# Directions for this task:
The entries that follow should be written out exactly.

# Input data:
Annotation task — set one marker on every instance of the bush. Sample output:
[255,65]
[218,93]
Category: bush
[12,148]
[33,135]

# Task solution:
Annotation task — set one marker on every instance of the bush. Sample output:
[255,65]
[218,93]
Category: bush
[12,148]
[33,135]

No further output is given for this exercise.